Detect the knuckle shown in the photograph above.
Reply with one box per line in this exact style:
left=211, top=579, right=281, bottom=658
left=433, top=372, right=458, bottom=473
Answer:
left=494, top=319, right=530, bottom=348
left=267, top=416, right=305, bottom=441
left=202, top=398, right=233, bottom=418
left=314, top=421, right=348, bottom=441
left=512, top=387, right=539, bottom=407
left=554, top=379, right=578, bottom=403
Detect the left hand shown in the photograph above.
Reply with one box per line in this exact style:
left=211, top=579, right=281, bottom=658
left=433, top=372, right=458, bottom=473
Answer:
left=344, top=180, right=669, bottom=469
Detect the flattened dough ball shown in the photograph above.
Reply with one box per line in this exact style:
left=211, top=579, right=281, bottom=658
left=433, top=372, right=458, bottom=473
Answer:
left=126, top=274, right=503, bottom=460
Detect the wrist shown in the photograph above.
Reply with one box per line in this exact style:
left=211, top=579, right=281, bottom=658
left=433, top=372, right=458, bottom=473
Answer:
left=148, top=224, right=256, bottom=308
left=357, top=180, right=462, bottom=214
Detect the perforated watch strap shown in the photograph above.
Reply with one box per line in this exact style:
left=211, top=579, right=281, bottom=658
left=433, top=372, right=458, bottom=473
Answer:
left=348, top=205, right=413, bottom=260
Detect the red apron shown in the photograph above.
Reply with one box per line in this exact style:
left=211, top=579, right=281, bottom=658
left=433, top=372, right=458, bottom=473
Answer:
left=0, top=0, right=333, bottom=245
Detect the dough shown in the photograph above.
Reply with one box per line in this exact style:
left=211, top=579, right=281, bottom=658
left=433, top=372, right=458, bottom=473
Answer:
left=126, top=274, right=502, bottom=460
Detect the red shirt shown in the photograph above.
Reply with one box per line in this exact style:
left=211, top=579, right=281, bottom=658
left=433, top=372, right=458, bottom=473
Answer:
• • • • •
Reproduce the whole listing, changing "left hand" to "right hand" and leaving everything else unchanged.

Detect the knuckle shown in the photograph above.
Reply with one box per line in this exact style:
left=211, top=579, right=281, bottom=658
left=433, top=372, right=458, bottom=473
Answer:
left=494, top=319, right=530, bottom=348
left=267, top=416, right=305, bottom=441
left=202, top=398, right=233, bottom=418
left=314, top=421, right=348, bottom=441
left=512, top=387, right=539, bottom=407
left=554, top=379, right=578, bottom=403
Detect the right hand shown in the photograph above.
Reply with one box per line in this exact style:
left=211, top=579, right=281, bottom=658
left=433, top=372, right=458, bottom=473
Answer:
left=344, top=180, right=669, bottom=469
Detect the flattened dough ball shown in the photograph above.
Reply with one box per line in this exact style:
left=211, top=579, right=281, bottom=658
left=433, top=372, right=458, bottom=473
Answer:
left=126, top=274, right=503, bottom=460
Detect the wrist shown in the photograph above.
Reply with one box per line in this exact style:
left=211, top=579, right=281, bottom=658
left=433, top=372, right=458, bottom=473
Answer:
left=148, top=224, right=256, bottom=308
left=357, top=180, right=462, bottom=214
Detect the perforated watch strap shown in the photograph above.
Reply with one box per line in this exact style:
left=211, top=579, right=281, bottom=658
left=433, top=372, right=458, bottom=473
Answer:
left=348, top=205, right=413, bottom=260
Detect the red apron shown in the photograph above.
Reply with one box per line in this exact style:
left=211, top=579, right=281, bottom=658
left=433, top=372, right=458, bottom=473
Answer:
left=0, top=0, right=333, bottom=245
Detect the dough shown in the photograph above.
Reply with one box per line in this exact style:
left=211, top=579, right=281, bottom=658
left=433, top=372, right=458, bottom=473
Answer:
left=126, top=274, right=502, bottom=460
Detect the red shirt shown in the photograph above.
Reply with one box per line in this exact style:
left=211, top=579, right=281, bottom=658
left=433, top=372, right=458, bottom=473
Answer:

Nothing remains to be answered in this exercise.